Task prompt = Using the records below, repeat exactly the lines from the one holding "mark: the wristband" through the one holding "mark: the sock", both ends included, and no others.

Source material =
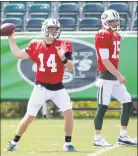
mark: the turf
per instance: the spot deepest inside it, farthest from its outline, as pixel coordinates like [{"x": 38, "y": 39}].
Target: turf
[{"x": 46, "y": 137}]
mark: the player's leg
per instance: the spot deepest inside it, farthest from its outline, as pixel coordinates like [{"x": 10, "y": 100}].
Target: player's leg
[
  {"x": 62, "y": 100},
  {"x": 36, "y": 101},
  {"x": 103, "y": 100},
  {"x": 121, "y": 94}
]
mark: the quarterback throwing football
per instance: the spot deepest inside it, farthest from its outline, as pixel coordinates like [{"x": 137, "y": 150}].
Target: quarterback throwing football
[
  {"x": 51, "y": 56},
  {"x": 109, "y": 80}
]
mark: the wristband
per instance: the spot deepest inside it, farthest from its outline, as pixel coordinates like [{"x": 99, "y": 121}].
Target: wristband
[{"x": 65, "y": 61}]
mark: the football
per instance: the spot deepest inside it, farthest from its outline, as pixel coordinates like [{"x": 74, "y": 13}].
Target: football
[{"x": 7, "y": 29}]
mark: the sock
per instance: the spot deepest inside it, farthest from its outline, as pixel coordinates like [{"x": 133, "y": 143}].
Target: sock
[
  {"x": 97, "y": 136},
  {"x": 125, "y": 113},
  {"x": 16, "y": 139},
  {"x": 98, "y": 119},
  {"x": 123, "y": 132},
  {"x": 68, "y": 140}
]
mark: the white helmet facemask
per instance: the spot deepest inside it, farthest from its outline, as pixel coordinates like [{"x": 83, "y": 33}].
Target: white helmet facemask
[
  {"x": 110, "y": 15},
  {"x": 51, "y": 22}
]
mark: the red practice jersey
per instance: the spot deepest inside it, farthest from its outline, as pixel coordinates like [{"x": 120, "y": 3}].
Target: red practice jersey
[
  {"x": 50, "y": 68},
  {"x": 105, "y": 39}
]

Task answer =
mark: the wristband
per instance: the spot deepest inside it, farthest from its outline, as pixel coordinates like [{"x": 99, "y": 121}].
Target: wristband
[{"x": 65, "y": 61}]
mark: the football
per instance: the spot deepest inside it, farthest from its outline, as pixel coordinates like [{"x": 74, "y": 13}].
Target: football
[{"x": 7, "y": 29}]
mark: the sock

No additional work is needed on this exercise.